__Task instructions__
Please copy every line of the material, starting at the line that contains "of the beaux-arts" and ending at the end of the material, raising each coordinate in the answers by 87. Leave the pictures out.

__Records from a point labeling set__
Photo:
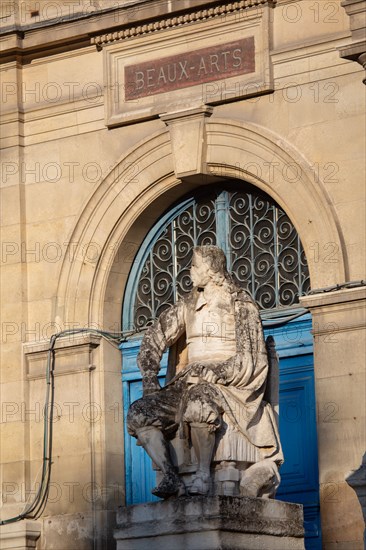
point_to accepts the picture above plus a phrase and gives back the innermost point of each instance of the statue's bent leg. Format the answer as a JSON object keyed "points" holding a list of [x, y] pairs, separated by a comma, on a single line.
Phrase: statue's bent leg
{"points": [[155, 445], [203, 414], [147, 419]]}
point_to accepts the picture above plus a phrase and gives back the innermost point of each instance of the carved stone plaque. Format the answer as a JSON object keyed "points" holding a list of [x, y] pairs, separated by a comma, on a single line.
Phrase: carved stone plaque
{"points": [[184, 70], [208, 62]]}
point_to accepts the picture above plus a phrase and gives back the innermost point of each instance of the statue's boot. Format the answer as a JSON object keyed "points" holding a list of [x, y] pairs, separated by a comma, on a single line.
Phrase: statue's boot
{"points": [[203, 441], [154, 443]]}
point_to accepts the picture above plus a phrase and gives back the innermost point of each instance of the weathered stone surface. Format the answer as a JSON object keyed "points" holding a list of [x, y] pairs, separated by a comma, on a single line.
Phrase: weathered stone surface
{"points": [[211, 522], [218, 392]]}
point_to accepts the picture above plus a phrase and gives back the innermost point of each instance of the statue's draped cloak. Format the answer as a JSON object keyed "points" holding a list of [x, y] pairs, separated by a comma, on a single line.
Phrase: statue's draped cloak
{"points": [[242, 378]]}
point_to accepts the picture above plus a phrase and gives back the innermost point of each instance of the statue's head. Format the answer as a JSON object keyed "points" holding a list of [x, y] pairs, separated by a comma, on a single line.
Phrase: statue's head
{"points": [[208, 264]]}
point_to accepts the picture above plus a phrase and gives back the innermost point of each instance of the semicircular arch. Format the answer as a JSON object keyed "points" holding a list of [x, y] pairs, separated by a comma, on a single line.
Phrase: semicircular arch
{"points": [[143, 185]]}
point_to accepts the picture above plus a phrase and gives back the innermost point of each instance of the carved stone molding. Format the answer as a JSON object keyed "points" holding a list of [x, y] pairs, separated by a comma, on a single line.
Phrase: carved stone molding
{"points": [[187, 134], [177, 21], [356, 49], [218, 60]]}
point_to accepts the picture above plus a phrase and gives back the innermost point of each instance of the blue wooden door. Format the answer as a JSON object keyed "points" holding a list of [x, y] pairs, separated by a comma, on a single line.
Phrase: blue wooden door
{"points": [[299, 473], [297, 425]]}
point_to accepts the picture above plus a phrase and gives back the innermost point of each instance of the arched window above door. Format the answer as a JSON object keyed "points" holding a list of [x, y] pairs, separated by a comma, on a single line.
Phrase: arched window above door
{"points": [[263, 250]]}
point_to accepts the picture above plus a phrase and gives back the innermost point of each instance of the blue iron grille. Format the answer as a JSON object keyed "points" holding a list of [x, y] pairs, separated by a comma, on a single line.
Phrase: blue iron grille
{"points": [[263, 250]]}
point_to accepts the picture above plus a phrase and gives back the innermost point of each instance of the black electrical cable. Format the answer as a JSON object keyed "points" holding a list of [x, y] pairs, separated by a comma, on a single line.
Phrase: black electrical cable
{"points": [[36, 508]]}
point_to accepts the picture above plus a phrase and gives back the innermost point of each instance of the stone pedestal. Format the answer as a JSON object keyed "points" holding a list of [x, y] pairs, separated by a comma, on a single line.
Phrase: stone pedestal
{"points": [[209, 523]]}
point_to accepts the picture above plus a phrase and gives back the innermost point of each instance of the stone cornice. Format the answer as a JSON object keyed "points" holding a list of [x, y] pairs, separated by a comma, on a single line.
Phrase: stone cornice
{"points": [[33, 41], [171, 22]]}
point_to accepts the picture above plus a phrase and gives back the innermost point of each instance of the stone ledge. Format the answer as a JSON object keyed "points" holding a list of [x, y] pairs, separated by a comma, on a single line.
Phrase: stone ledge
{"points": [[197, 514]]}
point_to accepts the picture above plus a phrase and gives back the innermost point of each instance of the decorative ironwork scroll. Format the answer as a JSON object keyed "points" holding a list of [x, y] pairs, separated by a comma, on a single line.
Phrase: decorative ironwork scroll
{"points": [[263, 251]]}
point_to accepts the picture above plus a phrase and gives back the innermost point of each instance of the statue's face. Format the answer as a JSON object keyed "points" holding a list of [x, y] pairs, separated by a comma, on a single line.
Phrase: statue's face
{"points": [[199, 271]]}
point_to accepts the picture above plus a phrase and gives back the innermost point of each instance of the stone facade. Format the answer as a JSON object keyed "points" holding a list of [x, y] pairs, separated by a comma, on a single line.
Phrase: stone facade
{"points": [[85, 176]]}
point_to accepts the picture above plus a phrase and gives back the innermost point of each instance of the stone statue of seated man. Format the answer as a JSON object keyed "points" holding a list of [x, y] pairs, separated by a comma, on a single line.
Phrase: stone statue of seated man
{"points": [[220, 388]]}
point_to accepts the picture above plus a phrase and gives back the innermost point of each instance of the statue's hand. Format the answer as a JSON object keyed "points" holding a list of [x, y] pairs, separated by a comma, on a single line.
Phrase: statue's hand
{"points": [[203, 372], [150, 384]]}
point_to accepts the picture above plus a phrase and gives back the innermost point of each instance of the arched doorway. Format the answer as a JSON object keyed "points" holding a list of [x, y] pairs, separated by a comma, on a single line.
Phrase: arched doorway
{"points": [[265, 255]]}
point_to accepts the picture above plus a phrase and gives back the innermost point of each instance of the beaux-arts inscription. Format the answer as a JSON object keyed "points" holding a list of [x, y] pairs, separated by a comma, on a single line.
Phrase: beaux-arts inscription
{"points": [[184, 70]]}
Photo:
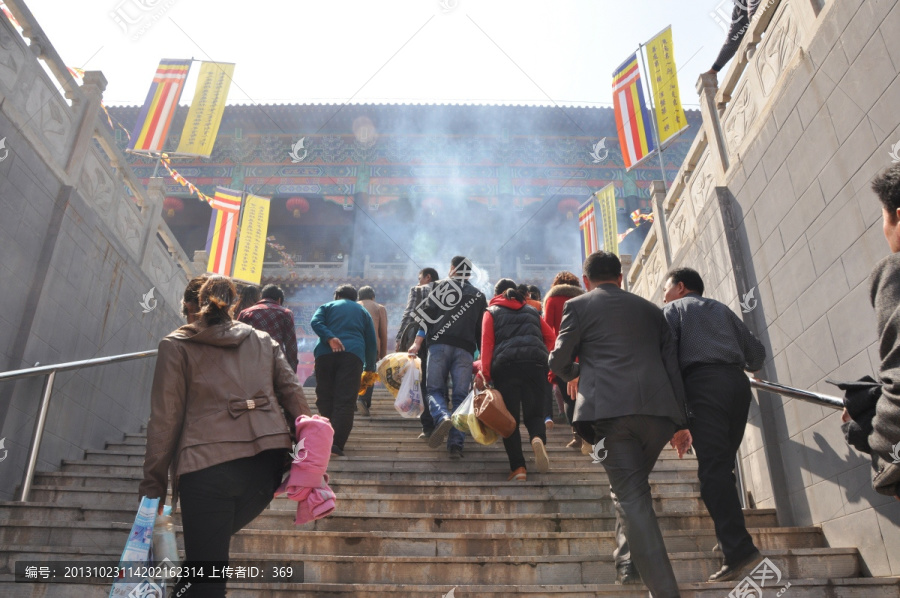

__The result__
point_to accepts the picture above plus a phrase and gives back the innermost point of each instance of the beaux-arts inscription. Format the answer as a JSON object keyed "points" holding a list of [x, y] pairs, separated by a comma, on a single line.
Phrase: beaux-arts inscription
{"points": [[271, 157]]}
Photo:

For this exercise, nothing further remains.